## Exercise prompt
What you return should be the complete listing, unchanged, with no pictures in it.

## The input
BEGIN

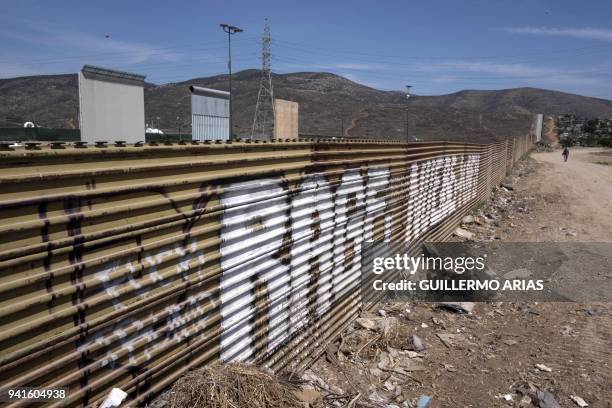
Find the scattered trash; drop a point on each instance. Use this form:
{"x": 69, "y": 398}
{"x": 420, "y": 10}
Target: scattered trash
{"x": 460, "y": 232}
{"x": 308, "y": 395}
{"x": 114, "y": 399}
{"x": 468, "y": 219}
{"x": 547, "y": 400}
{"x": 542, "y": 367}
{"x": 423, "y": 401}
{"x": 579, "y": 401}
{"x": 459, "y": 307}
{"x": 233, "y": 385}
{"x": 368, "y": 324}
{"x": 417, "y": 343}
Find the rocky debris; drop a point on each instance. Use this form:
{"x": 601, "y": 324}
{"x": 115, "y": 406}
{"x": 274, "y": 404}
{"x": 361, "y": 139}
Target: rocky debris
{"x": 417, "y": 343}
{"x": 313, "y": 379}
{"x": 579, "y": 401}
{"x": 546, "y": 400}
{"x": 542, "y": 367}
{"x": 463, "y": 233}
{"x": 468, "y": 219}
{"x": 424, "y": 401}
{"x": 458, "y": 307}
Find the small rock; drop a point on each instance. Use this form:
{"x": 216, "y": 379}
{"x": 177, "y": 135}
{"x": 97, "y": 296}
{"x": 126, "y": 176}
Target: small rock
{"x": 459, "y": 307}
{"x": 376, "y": 372}
{"x": 518, "y": 274}
{"x": 424, "y": 401}
{"x": 579, "y": 401}
{"x": 417, "y": 343}
{"x": 460, "y": 232}
{"x": 375, "y": 397}
{"x": 542, "y": 367}
{"x": 547, "y": 400}
{"x": 525, "y": 402}
{"x": 446, "y": 339}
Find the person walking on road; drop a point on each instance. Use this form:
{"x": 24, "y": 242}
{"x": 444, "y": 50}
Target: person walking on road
{"x": 565, "y": 153}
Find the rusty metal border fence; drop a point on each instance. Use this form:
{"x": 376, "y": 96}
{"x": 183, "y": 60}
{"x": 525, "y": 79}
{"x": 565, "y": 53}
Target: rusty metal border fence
{"x": 125, "y": 266}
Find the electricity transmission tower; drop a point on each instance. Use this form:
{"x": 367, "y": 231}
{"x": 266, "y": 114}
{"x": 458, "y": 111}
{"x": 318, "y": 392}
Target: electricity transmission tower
{"x": 263, "y": 122}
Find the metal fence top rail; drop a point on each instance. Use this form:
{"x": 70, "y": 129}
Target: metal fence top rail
{"x": 31, "y": 148}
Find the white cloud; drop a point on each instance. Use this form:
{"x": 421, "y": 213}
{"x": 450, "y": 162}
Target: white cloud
{"x": 353, "y": 66}
{"x": 8, "y": 70}
{"x": 601, "y": 34}
{"x": 83, "y": 47}
{"x": 454, "y": 71}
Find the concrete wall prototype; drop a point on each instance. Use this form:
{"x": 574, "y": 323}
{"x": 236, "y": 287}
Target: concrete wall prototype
{"x": 126, "y": 266}
{"x": 286, "y": 119}
{"x": 538, "y": 130}
{"x": 209, "y": 114}
{"x": 111, "y": 105}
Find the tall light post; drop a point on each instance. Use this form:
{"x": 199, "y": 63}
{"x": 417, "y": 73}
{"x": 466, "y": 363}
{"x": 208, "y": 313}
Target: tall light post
{"x": 407, "y": 98}
{"x": 230, "y": 30}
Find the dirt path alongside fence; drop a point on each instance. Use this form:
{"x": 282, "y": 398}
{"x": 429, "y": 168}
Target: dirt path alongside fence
{"x": 490, "y": 358}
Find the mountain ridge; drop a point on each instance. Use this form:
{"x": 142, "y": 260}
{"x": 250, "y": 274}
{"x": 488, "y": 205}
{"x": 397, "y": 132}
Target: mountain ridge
{"x": 329, "y": 105}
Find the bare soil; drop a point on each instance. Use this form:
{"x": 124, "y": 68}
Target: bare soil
{"x": 483, "y": 358}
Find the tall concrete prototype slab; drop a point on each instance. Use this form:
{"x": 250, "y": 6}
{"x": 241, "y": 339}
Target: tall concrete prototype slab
{"x": 285, "y": 119}
{"x": 209, "y": 114}
{"x": 111, "y": 105}
{"x": 539, "y": 123}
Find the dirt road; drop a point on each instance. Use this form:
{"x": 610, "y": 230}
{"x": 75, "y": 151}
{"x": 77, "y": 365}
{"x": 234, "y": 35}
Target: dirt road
{"x": 575, "y": 195}
{"x": 489, "y": 357}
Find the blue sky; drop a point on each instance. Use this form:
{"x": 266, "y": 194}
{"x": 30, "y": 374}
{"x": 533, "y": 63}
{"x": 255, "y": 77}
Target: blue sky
{"x": 436, "y": 46}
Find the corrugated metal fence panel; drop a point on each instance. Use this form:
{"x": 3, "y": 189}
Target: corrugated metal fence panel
{"x": 127, "y": 266}
{"x": 206, "y": 127}
{"x": 209, "y": 118}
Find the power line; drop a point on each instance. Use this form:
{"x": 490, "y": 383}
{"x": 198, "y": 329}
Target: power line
{"x": 263, "y": 120}
{"x": 311, "y": 48}
{"x": 129, "y": 53}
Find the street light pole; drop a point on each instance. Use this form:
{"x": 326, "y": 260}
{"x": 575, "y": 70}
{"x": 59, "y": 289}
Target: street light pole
{"x": 407, "y": 98}
{"x": 230, "y": 30}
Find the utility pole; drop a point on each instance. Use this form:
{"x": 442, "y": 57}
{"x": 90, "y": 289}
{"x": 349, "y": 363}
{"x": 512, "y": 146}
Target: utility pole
{"x": 407, "y": 98}
{"x": 263, "y": 121}
{"x": 230, "y": 30}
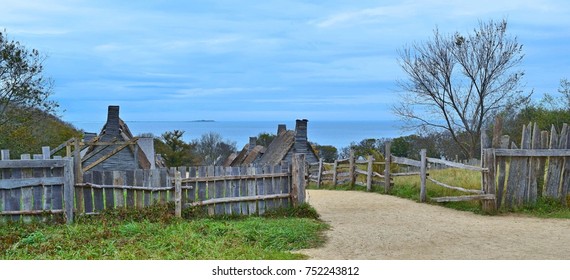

END

## Solution for this problem
Find the scattered trash; drop a point on each instance. Use this form:
{"x": 69, "y": 398}
{"x": 420, "y": 10}
Target: scattered trash
{"x": 460, "y": 232}
{"x": 308, "y": 395}
{"x": 114, "y": 399}
{"x": 468, "y": 219}
{"x": 547, "y": 400}
{"x": 542, "y": 367}
{"x": 423, "y": 401}
{"x": 579, "y": 401}
{"x": 459, "y": 307}
{"x": 233, "y": 385}
{"x": 368, "y": 324}
{"x": 417, "y": 343}
Find the rocky debris; drop a point on each instance. Use this form:
{"x": 601, "y": 324}
{"x": 115, "y": 406}
{"x": 274, "y": 404}
{"x": 361, "y": 139}
Target: rocky debris
{"x": 417, "y": 343}
{"x": 313, "y": 379}
{"x": 579, "y": 401}
{"x": 546, "y": 400}
{"x": 542, "y": 367}
{"x": 463, "y": 233}
{"x": 468, "y": 219}
{"x": 424, "y": 401}
{"x": 458, "y": 307}
Find the small rock; drop a point on each instance. Use this form:
{"x": 216, "y": 379}
{"x": 177, "y": 135}
{"x": 97, "y": 296}
{"x": 126, "y": 176}
Target: small rock
{"x": 459, "y": 307}
{"x": 376, "y": 372}
{"x": 518, "y": 274}
{"x": 424, "y": 401}
{"x": 579, "y": 401}
{"x": 417, "y": 343}
{"x": 460, "y": 232}
{"x": 375, "y": 397}
{"x": 542, "y": 367}
{"x": 547, "y": 400}
{"x": 525, "y": 402}
{"x": 446, "y": 339}
Find the person walking on road; drop a point on each instance. Use this form:
{"x": 24, "y": 242}
{"x": 444, "y": 50}
Target: person walking on road
{"x": 565, "y": 153}
Find the rusty metal border fence; drop a point on each instance. Use this form:
{"x": 376, "y": 96}
{"x": 183, "y": 60}
{"x": 525, "y": 79}
{"x": 565, "y": 53}
Target: rusty metal border fence
{"x": 125, "y": 266}
Find the electricity transmission tower; drop a point on each instance. Use this form:
{"x": 367, "y": 231}
{"x": 266, "y": 114}
{"x": 458, "y": 111}
{"x": 318, "y": 392}
Target: electricity transmission tower
{"x": 263, "y": 122}
Find the metal fence top rail; drop a point on each instance. Use this form:
{"x": 70, "y": 129}
Target: metal fence top rail
{"x": 31, "y": 148}
Find the white cloud; drop a point on each instance. Use this form:
{"x": 421, "y": 213}
{"x": 450, "y": 162}
Target: white cloud
{"x": 353, "y": 66}
{"x": 8, "y": 70}
{"x": 601, "y": 34}
{"x": 83, "y": 47}
{"x": 454, "y": 71}
Find the concrete wall prototype; drop a point on each instance. Use this form:
{"x": 574, "y": 323}
{"x": 236, "y": 287}
Target: concrete wall prototype
{"x": 126, "y": 266}
{"x": 286, "y": 119}
{"x": 538, "y": 130}
{"x": 209, "y": 114}
{"x": 111, "y": 105}
Find the tall light post; drop a point on each instance. Use this form:
{"x": 199, "y": 63}
{"x": 417, "y": 73}
{"x": 466, "y": 363}
{"x": 208, "y": 313}
Target: tall light post
{"x": 407, "y": 98}
{"x": 230, "y": 30}
Find the dirt path alongside fence; drop a point on each instance. Use this form:
{"x": 282, "y": 398}
{"x": 429, "y": 168}
Target: dirt path alongside fence
{"x": 490, "y": 358}
Find the mountain ridge; drop a point on each instance. Use this form:
{"x": 142, "y": 260}
{"x": 250, "y": 274}
{"x": 488, "y": 205}
{"x": 397, "y": 132}
Target: mountain ridge
{"x": 329, "y": 105}
Find the bare soil; drop a point on each instance. Use this form:
{"x": 124, "y": 68}
Target: bare soil
{"x": 483, "y": 358}
Find the tall concrete prototype slab; drop a point on each instance. Use this form:
{"x": 250, "y": 6}
{"x": 241, "y": 339}
Target: tall concrete prototype slab
{"x": 285, "y": 119}
{"x": 209, "y": 114}
{"x": 111, "y": 105}
{"x": 539, "y": 123}
Find the dirt road; drop a point on each instance. Use this form:
{"x": 610, "y": 230}
{"x": 75, "y": 151}
{"x": 77, "y": 365}
{"x": 234, "y": 35}
Target: dirt road
{"x": 575, "y": 195}
{"x": 489, "y": 357}
Find the blue sky; drop a point on each instance. Use this form:
{"x": 266, "y": 194}
{"x": 30, "y": 374}
{"x": 533, "y": 63}
{"x": 255, "y": 77}
Target: blue sky
{"x": 436, "y": 46}
Find the corrugated metal fence panel; drop a point on each instance. Use this form:
{"x": 3, "y": 189}
Target: corrugated metal fence panel
{"x": 127, "y": 266}
{"x": 206, "y": 127}
{"x": 209, "y": 118}
Find the power line; drop a point on each instance. Use this form:
{"x": 490, "y": 383}
{"x": 198, "y": 329}
Target: power line
{"x": 263, "y": 120}
{"x": 311, "y": 48}
{"x": 129, "y": 53}
Find the street light pole; drop a point on each instance. Use this form:
{"x": 326, "y": 260}
{"x": 575, "y": 70}
{"x": 59, "y": 289}
Target: street light pole
{"x": 407, "y": 98}
{"x": 230, "y": 30}
Find the utility pole; drop a point on each instance. Use this form:
{"x": 442, "y": 57}
{"x": 90, "y": 289}
{"x": 349, "y": 363}
{"x": 512, "y": 146}
Target: utility pole
{"x": 407, "y": 98}
{"x": 263, "y": 121}
{"x": 230, "y": 30}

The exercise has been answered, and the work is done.